(Referring expression grounding data)
▼
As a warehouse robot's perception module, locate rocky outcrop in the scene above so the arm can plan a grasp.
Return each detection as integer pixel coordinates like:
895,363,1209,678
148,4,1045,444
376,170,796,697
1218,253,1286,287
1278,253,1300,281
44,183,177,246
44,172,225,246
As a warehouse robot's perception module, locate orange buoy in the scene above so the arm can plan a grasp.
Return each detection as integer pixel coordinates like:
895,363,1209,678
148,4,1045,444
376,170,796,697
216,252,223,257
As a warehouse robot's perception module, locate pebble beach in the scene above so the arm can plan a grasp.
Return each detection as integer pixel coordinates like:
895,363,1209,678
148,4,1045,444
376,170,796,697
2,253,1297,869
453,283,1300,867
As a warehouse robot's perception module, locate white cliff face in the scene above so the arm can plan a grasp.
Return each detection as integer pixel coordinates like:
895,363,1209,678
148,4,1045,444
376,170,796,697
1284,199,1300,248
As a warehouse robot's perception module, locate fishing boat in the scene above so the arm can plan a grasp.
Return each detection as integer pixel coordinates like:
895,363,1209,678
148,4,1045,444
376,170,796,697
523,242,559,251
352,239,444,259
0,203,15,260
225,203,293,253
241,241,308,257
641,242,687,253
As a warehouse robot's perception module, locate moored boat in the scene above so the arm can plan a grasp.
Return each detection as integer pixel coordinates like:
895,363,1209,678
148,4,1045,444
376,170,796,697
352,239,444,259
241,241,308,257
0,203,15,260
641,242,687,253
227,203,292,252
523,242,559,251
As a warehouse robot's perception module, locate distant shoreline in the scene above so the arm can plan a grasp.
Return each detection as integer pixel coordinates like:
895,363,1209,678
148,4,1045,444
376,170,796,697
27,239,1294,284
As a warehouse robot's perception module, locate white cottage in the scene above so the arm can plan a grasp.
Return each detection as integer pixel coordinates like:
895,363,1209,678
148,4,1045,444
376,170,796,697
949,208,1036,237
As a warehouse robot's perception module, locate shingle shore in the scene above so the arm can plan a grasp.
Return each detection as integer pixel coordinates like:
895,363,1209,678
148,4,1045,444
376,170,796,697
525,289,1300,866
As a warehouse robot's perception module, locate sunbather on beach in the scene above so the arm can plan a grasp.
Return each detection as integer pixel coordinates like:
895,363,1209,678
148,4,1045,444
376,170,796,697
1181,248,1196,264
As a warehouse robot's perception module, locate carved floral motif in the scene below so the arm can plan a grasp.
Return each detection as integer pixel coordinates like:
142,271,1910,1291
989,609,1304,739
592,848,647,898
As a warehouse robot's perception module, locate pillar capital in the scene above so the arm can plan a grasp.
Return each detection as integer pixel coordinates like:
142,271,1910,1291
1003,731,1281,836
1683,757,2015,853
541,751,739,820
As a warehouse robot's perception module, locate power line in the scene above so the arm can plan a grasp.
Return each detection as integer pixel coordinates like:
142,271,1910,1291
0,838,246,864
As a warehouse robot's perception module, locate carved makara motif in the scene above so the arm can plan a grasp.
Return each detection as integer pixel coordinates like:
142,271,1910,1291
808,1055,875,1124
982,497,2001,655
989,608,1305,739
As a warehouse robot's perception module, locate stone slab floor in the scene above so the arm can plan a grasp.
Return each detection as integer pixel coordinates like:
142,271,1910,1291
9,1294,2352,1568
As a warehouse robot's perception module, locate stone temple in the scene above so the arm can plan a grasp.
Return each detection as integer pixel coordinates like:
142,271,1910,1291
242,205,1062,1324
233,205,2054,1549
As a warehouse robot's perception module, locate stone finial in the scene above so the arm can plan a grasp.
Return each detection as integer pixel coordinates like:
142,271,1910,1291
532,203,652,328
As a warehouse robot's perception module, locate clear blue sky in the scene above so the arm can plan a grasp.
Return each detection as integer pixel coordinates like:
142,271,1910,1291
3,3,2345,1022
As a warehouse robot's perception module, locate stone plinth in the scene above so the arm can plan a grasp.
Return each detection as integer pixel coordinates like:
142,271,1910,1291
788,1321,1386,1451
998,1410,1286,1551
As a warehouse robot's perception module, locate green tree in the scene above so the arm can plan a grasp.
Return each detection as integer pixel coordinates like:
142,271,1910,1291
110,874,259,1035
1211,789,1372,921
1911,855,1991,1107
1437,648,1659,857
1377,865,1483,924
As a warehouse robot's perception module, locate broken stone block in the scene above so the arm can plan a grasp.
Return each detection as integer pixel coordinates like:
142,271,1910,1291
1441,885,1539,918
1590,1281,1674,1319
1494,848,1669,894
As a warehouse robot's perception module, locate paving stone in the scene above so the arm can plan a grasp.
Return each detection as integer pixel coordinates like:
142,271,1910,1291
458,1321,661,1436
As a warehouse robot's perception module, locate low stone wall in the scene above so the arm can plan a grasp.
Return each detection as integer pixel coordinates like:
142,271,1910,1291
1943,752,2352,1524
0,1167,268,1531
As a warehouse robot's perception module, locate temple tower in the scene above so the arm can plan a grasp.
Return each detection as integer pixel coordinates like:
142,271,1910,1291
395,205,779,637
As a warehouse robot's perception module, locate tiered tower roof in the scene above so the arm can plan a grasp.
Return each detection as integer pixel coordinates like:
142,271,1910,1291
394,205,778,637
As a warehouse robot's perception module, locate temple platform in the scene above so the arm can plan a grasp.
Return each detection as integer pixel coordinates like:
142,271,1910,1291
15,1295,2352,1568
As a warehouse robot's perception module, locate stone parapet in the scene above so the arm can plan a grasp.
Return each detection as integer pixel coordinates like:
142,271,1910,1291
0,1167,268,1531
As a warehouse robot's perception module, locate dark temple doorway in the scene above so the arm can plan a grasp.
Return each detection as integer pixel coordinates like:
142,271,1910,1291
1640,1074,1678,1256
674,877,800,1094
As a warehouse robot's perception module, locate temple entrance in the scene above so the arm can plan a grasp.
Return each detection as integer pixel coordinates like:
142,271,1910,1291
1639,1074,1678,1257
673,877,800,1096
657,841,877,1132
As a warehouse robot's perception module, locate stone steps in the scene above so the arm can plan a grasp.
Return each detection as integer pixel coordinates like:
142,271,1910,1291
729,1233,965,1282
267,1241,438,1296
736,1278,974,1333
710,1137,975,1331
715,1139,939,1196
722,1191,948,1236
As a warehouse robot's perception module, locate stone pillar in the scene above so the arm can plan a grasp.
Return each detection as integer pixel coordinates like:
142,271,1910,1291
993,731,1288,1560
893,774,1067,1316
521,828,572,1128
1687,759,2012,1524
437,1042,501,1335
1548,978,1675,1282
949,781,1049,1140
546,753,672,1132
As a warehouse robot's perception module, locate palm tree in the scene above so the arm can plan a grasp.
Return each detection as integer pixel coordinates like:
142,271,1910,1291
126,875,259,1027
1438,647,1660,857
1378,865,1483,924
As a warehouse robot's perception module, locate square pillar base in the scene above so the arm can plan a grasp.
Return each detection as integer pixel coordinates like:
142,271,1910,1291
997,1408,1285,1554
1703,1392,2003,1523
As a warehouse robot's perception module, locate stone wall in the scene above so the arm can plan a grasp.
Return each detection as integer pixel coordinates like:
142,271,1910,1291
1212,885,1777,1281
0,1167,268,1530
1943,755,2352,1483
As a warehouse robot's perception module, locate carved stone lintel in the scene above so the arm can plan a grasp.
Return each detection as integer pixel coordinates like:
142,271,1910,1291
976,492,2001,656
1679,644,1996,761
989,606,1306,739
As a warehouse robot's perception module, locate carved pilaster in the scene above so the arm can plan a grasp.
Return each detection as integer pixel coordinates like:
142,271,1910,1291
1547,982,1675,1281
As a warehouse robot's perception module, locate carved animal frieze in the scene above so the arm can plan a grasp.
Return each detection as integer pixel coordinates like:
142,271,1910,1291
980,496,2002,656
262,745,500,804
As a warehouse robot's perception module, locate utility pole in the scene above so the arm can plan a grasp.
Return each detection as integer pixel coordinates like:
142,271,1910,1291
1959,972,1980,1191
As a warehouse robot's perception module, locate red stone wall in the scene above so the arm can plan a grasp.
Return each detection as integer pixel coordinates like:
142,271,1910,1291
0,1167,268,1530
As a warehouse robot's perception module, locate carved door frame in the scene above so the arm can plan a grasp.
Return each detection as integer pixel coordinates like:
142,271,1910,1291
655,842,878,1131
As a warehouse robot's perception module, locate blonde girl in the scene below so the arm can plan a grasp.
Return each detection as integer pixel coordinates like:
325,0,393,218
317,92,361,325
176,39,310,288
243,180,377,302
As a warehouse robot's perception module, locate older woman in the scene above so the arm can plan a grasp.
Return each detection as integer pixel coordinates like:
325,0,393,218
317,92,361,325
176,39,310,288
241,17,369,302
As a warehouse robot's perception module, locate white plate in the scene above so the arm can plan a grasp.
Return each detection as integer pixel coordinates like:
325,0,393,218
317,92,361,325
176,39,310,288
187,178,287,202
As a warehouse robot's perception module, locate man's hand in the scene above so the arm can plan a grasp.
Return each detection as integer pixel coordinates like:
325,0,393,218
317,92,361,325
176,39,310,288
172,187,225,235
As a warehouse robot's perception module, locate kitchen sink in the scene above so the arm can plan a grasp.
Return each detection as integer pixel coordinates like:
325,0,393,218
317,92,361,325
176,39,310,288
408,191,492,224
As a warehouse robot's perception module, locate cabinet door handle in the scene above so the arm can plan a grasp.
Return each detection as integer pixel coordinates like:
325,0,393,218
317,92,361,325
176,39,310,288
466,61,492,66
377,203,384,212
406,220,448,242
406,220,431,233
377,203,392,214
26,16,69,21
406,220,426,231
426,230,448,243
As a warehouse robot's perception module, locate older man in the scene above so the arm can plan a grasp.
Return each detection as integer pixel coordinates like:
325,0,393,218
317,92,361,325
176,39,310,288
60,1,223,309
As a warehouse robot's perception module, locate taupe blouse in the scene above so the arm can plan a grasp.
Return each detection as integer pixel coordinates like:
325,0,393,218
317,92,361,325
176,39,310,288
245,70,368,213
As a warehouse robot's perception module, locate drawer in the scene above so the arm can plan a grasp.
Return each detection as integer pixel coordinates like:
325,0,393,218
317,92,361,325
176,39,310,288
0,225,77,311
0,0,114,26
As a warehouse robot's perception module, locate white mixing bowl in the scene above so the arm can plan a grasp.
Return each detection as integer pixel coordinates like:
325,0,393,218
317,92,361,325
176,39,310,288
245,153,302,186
▲
What to produce - Reproduce exactly the entries above, limited to the lines from the one with "As a warehouse robot's perception module, locate man's" through the one with "As a warehouse robot's perception module, locate older man", both included.

Written answer -
As a warehouse robot's perception module, locate man's hand in the scene above so the arm can plan a grasp.
Return each detection as integer pixel coordinates like:
325,0,393,218
317,92,361,325
176,39,310,288
172,187,225,235
As a warehouse robot's perception module, locate kitchen sink in the scene above so the arm can plan a grasp.
Return each detection as integer pixel coordinates like:
325,0,393,218
317,92,361,325
176,39,310,288
408,191,492,224
As a warehouse robot's perception module, locate cabinet door handle in the scene above so the arm can plan a grasp.
Return each detection as integer pixel coordinates like:
325,0,393,218
317,92,361,325
176,39,310,288
466,61,492,66
377,203,384,212
406,220,448,242
406,220,431,233
377,203,392,214
26,16,69,21
406,220,426,231
426,230,448,243
As a warehouse robot's perception module, locate older man in the scene above so the arm can plan a grasp.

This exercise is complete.